* WORKING DATA
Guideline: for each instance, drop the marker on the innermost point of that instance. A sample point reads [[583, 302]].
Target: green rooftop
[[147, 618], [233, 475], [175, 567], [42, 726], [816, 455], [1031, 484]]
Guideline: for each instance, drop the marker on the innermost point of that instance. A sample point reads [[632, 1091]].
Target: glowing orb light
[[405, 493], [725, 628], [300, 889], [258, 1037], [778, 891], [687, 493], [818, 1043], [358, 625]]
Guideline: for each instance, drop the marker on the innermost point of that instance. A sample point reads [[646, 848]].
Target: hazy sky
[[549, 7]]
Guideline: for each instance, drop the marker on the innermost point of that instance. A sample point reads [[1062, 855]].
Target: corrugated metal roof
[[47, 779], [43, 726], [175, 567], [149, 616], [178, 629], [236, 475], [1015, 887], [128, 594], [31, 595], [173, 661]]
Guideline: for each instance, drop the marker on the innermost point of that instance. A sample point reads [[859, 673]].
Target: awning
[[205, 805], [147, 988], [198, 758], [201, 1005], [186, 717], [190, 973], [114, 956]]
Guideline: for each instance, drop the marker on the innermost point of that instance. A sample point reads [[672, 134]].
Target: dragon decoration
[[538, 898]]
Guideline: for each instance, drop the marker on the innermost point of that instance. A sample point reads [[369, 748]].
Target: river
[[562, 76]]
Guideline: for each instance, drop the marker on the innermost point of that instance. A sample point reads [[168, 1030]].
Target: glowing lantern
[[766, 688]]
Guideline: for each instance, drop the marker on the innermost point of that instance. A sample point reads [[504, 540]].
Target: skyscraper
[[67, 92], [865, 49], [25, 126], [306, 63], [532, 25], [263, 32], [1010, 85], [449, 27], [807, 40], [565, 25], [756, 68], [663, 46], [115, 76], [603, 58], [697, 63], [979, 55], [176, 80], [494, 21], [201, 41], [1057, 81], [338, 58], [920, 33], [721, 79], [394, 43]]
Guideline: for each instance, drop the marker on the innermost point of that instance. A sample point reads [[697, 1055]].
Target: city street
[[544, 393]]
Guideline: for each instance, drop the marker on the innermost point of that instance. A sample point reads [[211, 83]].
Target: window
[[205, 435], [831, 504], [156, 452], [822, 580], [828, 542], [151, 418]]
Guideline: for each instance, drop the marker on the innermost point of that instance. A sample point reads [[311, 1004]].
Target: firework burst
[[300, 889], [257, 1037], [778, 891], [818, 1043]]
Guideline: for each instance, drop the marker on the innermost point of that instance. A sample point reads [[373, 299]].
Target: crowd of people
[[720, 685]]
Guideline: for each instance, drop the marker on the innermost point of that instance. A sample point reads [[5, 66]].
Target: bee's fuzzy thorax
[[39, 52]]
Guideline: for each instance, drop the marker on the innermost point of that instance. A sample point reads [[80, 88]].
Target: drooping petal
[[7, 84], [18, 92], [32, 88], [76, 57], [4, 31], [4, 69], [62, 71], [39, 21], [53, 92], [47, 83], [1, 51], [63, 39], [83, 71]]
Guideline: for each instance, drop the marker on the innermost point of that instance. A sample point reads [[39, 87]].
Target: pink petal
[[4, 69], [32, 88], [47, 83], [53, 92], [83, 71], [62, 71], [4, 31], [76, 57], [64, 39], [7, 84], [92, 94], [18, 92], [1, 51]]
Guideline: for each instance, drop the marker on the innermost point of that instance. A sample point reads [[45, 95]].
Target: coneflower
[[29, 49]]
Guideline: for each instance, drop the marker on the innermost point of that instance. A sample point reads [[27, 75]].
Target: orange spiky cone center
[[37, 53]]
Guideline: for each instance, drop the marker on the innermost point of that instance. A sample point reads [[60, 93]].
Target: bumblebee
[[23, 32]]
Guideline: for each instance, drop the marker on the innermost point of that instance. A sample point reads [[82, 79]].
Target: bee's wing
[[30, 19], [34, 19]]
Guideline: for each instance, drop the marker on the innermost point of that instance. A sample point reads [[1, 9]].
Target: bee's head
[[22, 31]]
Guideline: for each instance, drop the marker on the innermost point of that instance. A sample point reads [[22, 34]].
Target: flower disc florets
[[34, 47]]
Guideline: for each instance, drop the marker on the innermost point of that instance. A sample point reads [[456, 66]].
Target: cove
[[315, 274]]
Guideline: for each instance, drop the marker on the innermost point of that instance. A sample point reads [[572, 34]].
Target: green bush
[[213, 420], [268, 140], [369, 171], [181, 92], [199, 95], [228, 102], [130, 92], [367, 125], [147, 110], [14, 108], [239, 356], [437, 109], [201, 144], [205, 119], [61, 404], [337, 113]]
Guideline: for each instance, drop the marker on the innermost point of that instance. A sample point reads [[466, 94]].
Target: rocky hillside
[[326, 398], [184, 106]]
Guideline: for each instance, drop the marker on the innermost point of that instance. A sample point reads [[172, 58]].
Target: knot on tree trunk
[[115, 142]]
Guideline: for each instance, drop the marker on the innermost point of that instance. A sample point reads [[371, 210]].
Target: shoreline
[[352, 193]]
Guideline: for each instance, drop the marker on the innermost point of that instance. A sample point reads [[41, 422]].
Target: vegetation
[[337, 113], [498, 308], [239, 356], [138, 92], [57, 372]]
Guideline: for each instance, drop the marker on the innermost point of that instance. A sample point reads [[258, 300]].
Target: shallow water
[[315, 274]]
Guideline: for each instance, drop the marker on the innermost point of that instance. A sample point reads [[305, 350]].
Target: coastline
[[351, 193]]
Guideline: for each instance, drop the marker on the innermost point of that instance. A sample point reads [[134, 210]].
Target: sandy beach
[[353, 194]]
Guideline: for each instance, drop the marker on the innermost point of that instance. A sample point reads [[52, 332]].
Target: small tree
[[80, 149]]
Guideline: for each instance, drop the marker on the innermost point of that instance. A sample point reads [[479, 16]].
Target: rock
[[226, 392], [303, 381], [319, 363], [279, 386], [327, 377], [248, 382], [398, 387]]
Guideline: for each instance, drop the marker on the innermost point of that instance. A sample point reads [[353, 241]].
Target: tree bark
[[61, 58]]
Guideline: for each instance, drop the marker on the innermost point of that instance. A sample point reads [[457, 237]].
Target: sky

* DIRECTIONS
Format the records from the start through the line containing "973], [114, 956]]" as a two-column CSV with the columns text and answer, one row per record. Put each value in a single quoted field, with line breaks replaced by spaces.

* EXERCISE ANSWER
text,answer
"Guideline: for each instance, drop the marker on the innermost point of that instance. A sample point reads [[583, 302]]. Target: green rooftop","[[147, 618], [233, 475], [175, 567], [42, 726], [816, 455], [1031, 484]]"
"Guideline: for each instance, drop the marker on the innermost point of that instance. A sample point reads [[632, 1091]]. Target: glowing orb light","[[405, 493], [725, 628], [300, 889], [258, 1037], [778, 891], [687, 493], [818, 1043], [358, 625]]"
"Guideline: for each instance, drop the marker on the innermost point of that instance. A sample point reads [[646, 848]]. Target: hazy sky","[[549, 7]]"
"Guideline: for each instance, drop the marker on the innermost point of that instance. A sample point reads [[1062, 855]]. Target: corrugated metal roof","[[47, 779], [43, 726], [175, 567], [149, 616], [178, 629], [236, 475], [1015, 887], [128, 594], [31, 595], [173, 661]]"
"Guideline: for each instance, drop the marker on the innermost point of that instance. A sample point reads [[859, 673]]. Target: awning","[[205, 805], [147, 988], [198, 758], [201, 1005], [186, 717], [190, 973], [114, 956]]"